Task: Render every line of the records below as a JSON list of strings, one string per line, with blank lines left out. Leave the pictures out of the list.

·····

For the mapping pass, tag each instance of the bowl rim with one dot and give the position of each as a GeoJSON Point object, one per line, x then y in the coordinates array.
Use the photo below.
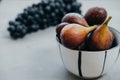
{"type": "Point", "coordinates": [118, 45]}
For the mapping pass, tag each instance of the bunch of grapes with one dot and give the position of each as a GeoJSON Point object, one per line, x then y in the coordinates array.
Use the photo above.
{"type": "Point", "coordinates": [41, 16]}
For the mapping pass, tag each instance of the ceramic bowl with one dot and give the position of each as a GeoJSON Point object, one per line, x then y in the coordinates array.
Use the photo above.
{"type": "Point", "coordinates": [91, 64]}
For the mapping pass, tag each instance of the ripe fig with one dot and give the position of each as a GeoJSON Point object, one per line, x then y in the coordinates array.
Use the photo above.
{"type": "Point", "coordinates": [73, 35]}
{"type": "Point", "coordinates": [101, 38]}
{"type": "Point", "coordinates": [59, 28]}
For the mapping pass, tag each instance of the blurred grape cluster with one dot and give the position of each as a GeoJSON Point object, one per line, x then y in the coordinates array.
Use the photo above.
{"type": "Point", "coordinates": [41, 16]}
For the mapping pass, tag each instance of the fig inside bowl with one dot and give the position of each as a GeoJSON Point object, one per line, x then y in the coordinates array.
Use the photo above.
{"type": "Point", "coordinates": [91, 64]}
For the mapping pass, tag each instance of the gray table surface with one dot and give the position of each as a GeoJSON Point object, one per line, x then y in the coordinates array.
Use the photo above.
{"type": "Point", "coordinates": [36, 56]}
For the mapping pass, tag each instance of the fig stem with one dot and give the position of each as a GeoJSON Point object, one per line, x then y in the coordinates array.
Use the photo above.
{"type": "Point", "coordinates": [109, 18]}
{"type": "Point", "coordinates": [92, 28]}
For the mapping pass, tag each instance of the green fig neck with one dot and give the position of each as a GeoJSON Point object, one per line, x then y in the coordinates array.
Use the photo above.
{"type": "Point", "coordinates": [105, 24]}
{"type": "Point", "coordinates": [91, 28]}
{"type": "Point", "coordinates": [107, 21]}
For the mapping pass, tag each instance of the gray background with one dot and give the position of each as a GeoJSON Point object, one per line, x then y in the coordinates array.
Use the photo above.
{"type": "Point", "coordinates": [36, 56]}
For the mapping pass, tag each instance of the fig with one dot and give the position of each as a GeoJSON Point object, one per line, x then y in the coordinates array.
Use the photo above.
{"type": "Point", "coordinates": [73, 35]}
{"type": "Point", "coordinates": [102, 38]}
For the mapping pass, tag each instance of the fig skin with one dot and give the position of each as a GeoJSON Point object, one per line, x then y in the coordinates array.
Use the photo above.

·····

Solved problem:
[
  "For the mapping pass, tag each instance of the bowl rim with one dot and give the position of each as a GeoJSON Point object, one per line, x then y in the coordinates array.",
  "Use the photo below.",
  "{\"type\": \"Point\", \"coordinates\": [118, 45]}",
  "For the mapping pass, tag each instance of the bunch of grapes with one dot and give the position of each as a GeoJSON Point object, one per line, x then y in the coordinates array.",
  "Use the photo above.",
  "{\"type\": \"Point\", \"coordinates\": [41, 16]}",
  "For the mapping pass, tag each instance of the ceramic bowl with one dot and give the position of each as a GeoJSON Point object, one per line, x then y in the coordinates array.",
  "Use the photo above.",
  "{\"type\": \"Point\", \"coordinates\": [91, 64]}",
  "For the mapping pass, tag each instance of the ripe fig with one dot and give the position of each as a GeoJSON Point object, one per line, x then y in the coordinates array.",
  "Use the photo above.",
  "{\"type\": \"Point\", \"coordinates\": [73, 35]}",
  "{\"type\": \"Point\", \"coordinates\": [101, 38]}",
  "{\"type\": \"Point\", \"coordinates\": [59, 28]}",
  "For the mapping pass, tag each instance of the blurred grape cluster with one dot and give the position of each as a GeoJSON Point object, one per line, x then y in the coordinates array.",
  "Use the photo above.",
  "{\"type\": \"Point\", \"coordinates\": [41, 16]}",
  "For the mapping pass, tag each instance of the fig inside bowl with one dot and give the position of each as a GeoJSON Point object, one per line, x then y in the coordinates array.",
  "Use the photo above.",
  "{\"type\": \"Point\", \"coordinates\": [91, 64]}",
  "For the mapping pass, tag each instance of the gray table surface with one dot and give the position of each as a GeoJSON Point object, one per line, x then y in the coordinates array.",
  "Use the photo above.",
  "{\"type\": \"Point\", \"coordinates\": [36, 56]}",
  "For the mapping pass, tag each instance of the fig stem with one dot and give the position of each as a GeoJSON Point object, one per line, x then y in the coordinates array.",
  "Use the photo above.",
  "{\"type\": \"Point\", \"coordinates\": [109, 18]}",
  "{\"type\": \"Point\", \"coordinates\": [92, 28]}",
  "For the mapping pass, tag each instance of the green fig neck with one dot and give the position of each as a GeoJSON Point object, one per line, x then y in the coordinates array.",
  "Use the photo above.",
  "{\"type\": \"Point\", \"coordinates\": [105, 24]}",
  "{\"type\": \"Point\", \"coordinates\": [91, 28]}",
  "{\"type\": \"Point\", \"coordinates\": [107, 21]}",
  "For the mapping pass, tag each instance of the gray background with one dot and give the position of each as a GeoJSON Point object, one per line, x then y in the coordinates array.",
  "Use the photo above.",
  "{\"type\": \"Point\", \"coordinates\": [36, 56]}",
  "For the mapping pass, tag each instance of the fig with one dot and give the position of each as a GeoJSON Point object, one per line, x then y in the coordinates array.",
  "Use the photo above.",
  "{\"type\": \"Point\", \"coordinates\": [73, 35]}",
  "{\"type\": \"Point\", \"coordinates\": [102, 38]}",
  "For the mapping pass, tag each instance of the fig skin with one dot and give the position of each as a GeoJSON Point object, one per line, x then y in the coordinates array.",
  "Use the photo above."
]